Text block:

● ● ● ● ● ● ●

Author Topic: Centrifugal pump test  (Read 6055 times)

Offline petertha

  • Full Member
  • ****
  • Posts: 1111
Centrifugal pump test
« on: February 05, 2026, 10:24:30 PM »
I drew up & 3D printed a bench test centrifugal pump. I was expecting anemic flow based on TLAR design #1, but it is apparently worse than that. Before mounting to my stationary motor, I gave it a spin-up in in the sink with my cordless drill. Even trying to pull 1" hydrostatic head & priming best & pinching outlet hose on & off, it just did not want to flow. Like at all. Some specs: inlet diameter = 6mm. Flares internally to 8mm rotor eye diameter. Throat maximum is 6mm wide x 4mm high, 8 rotor vanes are 6mm high (~0.2mm clearance to volute), rotor vanes are 1mm sec thick, outlet diverges from rectangular throat to round section by about 20% more section area. The minimum cutwater distance to rotor is about 0.6-0.8mm. The 2 pump halves are not sealed with a gasket, just lightly tightened face to face using M2 bolts you see. Any ideas? I can scale the volute down if its too aggressive for (not sure really - 'cordless drill' speed).
« Last Edit: February 12, 2026, 09:50:30 PM by petertha »

Offline petertha

  • Full Member
  • ****
  • Posts: 1111
Re: Centrifugal pump test (fail)
« Reply #1 on: February 05, 2026, 10:27:37 PM »
PS - the pump insides are MUCH smoother than what you see on the outside which is rough as a result of print orientation & tree supports. I forgot to take a pics of the insides but will.

● ● ● ● ● ● ●

(Extracted data entries)
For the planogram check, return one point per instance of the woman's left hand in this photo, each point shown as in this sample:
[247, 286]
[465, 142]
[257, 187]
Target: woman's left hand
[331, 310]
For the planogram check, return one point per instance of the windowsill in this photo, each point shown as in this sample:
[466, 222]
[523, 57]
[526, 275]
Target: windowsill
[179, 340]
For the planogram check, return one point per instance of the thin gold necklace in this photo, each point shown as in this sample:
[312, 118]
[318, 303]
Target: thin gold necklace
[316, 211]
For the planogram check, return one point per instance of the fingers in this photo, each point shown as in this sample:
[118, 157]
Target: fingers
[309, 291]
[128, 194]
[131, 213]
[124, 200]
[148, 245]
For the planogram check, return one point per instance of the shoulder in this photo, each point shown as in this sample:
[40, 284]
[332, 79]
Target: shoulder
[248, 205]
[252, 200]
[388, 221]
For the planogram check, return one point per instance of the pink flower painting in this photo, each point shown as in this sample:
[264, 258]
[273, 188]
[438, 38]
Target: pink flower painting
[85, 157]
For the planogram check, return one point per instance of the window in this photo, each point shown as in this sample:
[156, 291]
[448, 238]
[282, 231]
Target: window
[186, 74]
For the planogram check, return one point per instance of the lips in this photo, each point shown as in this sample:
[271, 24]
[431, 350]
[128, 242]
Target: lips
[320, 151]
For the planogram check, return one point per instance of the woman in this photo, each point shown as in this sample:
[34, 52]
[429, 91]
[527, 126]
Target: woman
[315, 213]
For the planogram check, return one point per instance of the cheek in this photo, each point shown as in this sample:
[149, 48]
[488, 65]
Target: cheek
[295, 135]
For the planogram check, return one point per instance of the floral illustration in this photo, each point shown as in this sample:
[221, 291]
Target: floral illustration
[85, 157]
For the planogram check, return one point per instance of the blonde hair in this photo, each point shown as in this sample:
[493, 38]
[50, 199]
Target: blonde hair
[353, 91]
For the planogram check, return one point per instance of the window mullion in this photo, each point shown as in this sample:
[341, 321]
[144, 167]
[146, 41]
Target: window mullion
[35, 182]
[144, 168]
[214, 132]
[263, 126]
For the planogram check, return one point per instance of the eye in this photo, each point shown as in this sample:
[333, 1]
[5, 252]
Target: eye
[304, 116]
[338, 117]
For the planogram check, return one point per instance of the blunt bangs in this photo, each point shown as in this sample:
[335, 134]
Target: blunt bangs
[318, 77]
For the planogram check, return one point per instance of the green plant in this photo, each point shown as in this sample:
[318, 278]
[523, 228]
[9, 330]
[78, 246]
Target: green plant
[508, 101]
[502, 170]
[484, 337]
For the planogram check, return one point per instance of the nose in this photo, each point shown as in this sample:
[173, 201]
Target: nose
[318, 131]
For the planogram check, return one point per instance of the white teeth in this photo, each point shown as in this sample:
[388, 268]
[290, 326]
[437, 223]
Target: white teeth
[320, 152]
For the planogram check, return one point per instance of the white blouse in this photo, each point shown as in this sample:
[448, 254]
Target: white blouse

● ● ● ● ● ● ●

Parts of the exercise:
1 > Condense the paragraph in the forum thread that begins "I drew up & 3D printed" into a bulleted list that keeps its main facts.
2 > Reproduce the forum thread from "PS - the pump" to "insides but will.".
You can leave out the records, since they aren't needed here.

Task answers:
1 >
- The writer designed and 3D printed a centrifugal pump for bench testing.
- Weak flow was expected, but the result was worse. In a sink test with a cordless drill, done before mounting the pump on a stationary motor, it gave no flow at all, even with 1" of hydrostatic head, the best priming, and pinching the outlet hose on and off.
- The inlet is 6mm and flares internally to an 8mm rotor eye.
- The throat is at most 6mm wide by 4mm high.
- The rotor has 8 vanes, each 6mm high and 1mm thick in section, with about 0.2mm clearance to the volute.
- The outlet changes from the rectangular throat to a round section with about 20% more area.
- The minimum cutwater distance to the rotor is about 0.6–0.8mm.
- The two pump halves have no gasket and are lightly tightened face to face with M2 bolts.
- The writer asks for ideas and offers to scale the volute down if it is too aggressive for cordless drill speed.

2 >
PS - the pump insides are MUCH smoother than what you see on the outside which is rough as a result of print orientation & tree supports. I forgot to take a pics of the insides but will.